AIM OF THE EXERCISE - Extract every line below, verbatim.

MATERIALS PROVIDED -
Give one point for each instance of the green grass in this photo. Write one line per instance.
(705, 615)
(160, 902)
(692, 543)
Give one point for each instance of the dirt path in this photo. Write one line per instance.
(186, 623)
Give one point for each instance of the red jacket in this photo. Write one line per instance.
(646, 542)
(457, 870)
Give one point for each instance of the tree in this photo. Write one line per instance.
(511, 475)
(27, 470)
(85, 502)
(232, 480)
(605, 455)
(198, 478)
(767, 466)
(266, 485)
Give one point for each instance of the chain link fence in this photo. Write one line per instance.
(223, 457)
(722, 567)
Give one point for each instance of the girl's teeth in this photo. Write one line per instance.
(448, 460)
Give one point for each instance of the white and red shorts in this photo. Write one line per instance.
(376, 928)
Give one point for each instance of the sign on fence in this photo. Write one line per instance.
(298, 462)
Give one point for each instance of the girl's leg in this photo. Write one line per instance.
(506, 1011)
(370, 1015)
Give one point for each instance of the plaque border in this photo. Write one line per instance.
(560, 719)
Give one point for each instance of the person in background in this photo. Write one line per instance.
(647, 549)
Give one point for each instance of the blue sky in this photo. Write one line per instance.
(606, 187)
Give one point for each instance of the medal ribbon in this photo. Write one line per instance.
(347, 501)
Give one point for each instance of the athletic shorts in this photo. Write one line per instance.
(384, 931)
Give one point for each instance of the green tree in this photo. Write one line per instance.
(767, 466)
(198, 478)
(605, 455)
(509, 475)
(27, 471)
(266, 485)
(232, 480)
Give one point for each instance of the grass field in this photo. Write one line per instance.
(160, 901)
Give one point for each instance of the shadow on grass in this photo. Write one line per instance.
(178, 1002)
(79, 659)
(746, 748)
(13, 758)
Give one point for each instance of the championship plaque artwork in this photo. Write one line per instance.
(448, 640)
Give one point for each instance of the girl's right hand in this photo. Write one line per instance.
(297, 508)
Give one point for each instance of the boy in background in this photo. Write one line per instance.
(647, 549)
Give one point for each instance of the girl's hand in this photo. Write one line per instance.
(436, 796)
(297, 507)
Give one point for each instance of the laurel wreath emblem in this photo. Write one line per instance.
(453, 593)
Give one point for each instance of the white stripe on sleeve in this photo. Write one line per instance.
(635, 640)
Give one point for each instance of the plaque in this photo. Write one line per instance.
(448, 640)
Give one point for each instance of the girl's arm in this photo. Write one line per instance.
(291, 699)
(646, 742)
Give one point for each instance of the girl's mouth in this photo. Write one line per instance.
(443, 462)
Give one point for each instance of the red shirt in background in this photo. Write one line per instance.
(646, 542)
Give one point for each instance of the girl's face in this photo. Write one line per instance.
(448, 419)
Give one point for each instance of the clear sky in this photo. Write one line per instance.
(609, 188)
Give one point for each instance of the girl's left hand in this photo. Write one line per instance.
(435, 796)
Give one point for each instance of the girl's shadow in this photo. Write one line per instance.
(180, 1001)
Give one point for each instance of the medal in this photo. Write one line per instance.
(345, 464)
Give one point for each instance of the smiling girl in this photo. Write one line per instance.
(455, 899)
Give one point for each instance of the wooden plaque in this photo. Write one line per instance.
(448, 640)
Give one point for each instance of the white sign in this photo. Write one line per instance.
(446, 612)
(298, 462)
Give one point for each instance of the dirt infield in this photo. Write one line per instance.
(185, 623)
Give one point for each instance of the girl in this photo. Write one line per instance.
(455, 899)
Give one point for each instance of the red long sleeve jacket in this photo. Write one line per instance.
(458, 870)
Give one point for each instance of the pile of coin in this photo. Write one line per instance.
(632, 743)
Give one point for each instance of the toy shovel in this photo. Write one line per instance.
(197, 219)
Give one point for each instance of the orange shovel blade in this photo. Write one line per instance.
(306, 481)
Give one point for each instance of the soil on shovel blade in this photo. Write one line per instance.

EXERCISE OUTPUT -
Give one point for each instance of the green grass in this photo. Write one line per instance.
(705, 615)
(160, 902)
(692, 543)
Give one point for each instance of the dirt path in this photo. Write one line per instance.
(186, 623)
Give one point for each instance of the red jacket in this photo. Write one line per instance.
(646, 542)
(457, 870)
Give one point for each instance of the tree in this photo. Write one line per instance.
(511, 475)
(27, 470)
(85, 502)
(232, 480)
(605, 455)
(198, 478)
(767, 466)
(266, 485)
Give one point for each instance of the chain link fence in this photo. Write one line per instance.
(223, 457)
(722, 567)
Give one point for each instance of the girl's teeth in this photo. Write one line per instance.
(448, 460)
Give one point for each instance of the white and red shorts in this photo. Write one line per instance.
(376, 928)
Give one point for each instance of the sign on fence in this photo. Write one line per instance.
(298, 462)
Give one point for each instance of the girl's leg in this photo. Write one line per instance.
(506, 1011)
(370, 1015)
Give one point for each instance of the plaque border in this photo. Write one line per instance.
(560, 719)
Give one point for each instance of the person in background in this photo. Write one line per instance.
(647, 549)
Give one point for each instance of the blue sky in this photo. Write one line per instance.
(606, 187)
Give one point for each instance of the medal ribbon in this photo. Write one line per instance.
(347, 501)
Give one point for each instance of the athletic shorts in this photo. Write one line per instance.
(384, 931)
Give one point for each instance of the green tree in this photo. Write one line per instance.
(767, 466)
(198, 478)
(605, 455)
(509, 475)
(27, 471)
(266, 485)
(232, 480)
Give one point for each instance of the grass field in this photo. Write one line per instance.
(160, 901)
Give one point for each instance of the shadow on grass in this photo. Write one line per instance.
(178, 1002)
(79, 659)
(746, 748)
(13, 758)
Give one point for each instance of the championship plaque artwork in this photo. Write one line per instance.
(448, 640)
Give one point for each instance of the girl's right hand in this photo. Write one line per instance.
(297, 508)
Give one point for each instance of the boy in background in this photo. Write one line per instance.
(647, 549)
Give one point for each instance of the girl's hand in this photo. Write one line per instance.
(436, 796)
(297, 507)
Give one point for each instance of the laurel wreath emblem in this photo. Write one line per instance.
(453, 593)
Give one point for each instance of the white stripe on sleeve in this photo. Write one line per instance.
(635, 640)
Give one point for each instance of the plaque in this photo. Write one line per instance.
(448, 640)
Give one point for each instance of the girl's arm in this photo. Write one line per instance.
(291, 699)
(646, 742)
Give one point for each instance of the girl's mouth in this photo. Write one line per instance.
(443, 462)
Give one point for each instance of the red shirt in background in this photo. Write one line per instance.
(646, 542)
Give one point for each instance of the girl's face in this photo. Write one line per instance.
(448, 419)
Give one point for each instance of the clear sky in this photo. Write one line per instance.
(609, 188)
Give one point for each instance of the girl's left hand in this photo. Write one line per instance.
(435, 796)
Give one point for each instance of the girl's shadow in this photo. Write one line per instance.
(180, 1001)
Give one point for each instance of the medal in this photo. Write one line per instance.
(345, 464)
Give one point for each instance of the smiling girl in this photo. Write one line per instance.
(455, 899)
Give one point for each instance of the wooden plaque in this photo. Write one line per instance.
(448, 640)
Give one point for each instance of the white sign in this photo. Write one line per instance.
(446, 612)
(298, 462)
Give one point for each instance of the dirt infield in this photo. Write one line per instance.
(185, 623)
Give one point for each instance of the girl in this photo. Write one line per instance.
(455, 899)
Give one point for each instance of the red long sleeve jacket in this photo. Write one line per instance.
(458, 870)
Give one point for each instance of the pile of coin in this photo. Write one line per instance.
(632, 743)
Give one point for each instance of the toy shovel in this photo. Write one line per instance.
(197, 219)
Give one point for each instance of the orange shovel blade in this photo. Write one line per instance.
(306, 481)
Give one point for each instance of the soil on shovel blade in this photo. Write one line per instance.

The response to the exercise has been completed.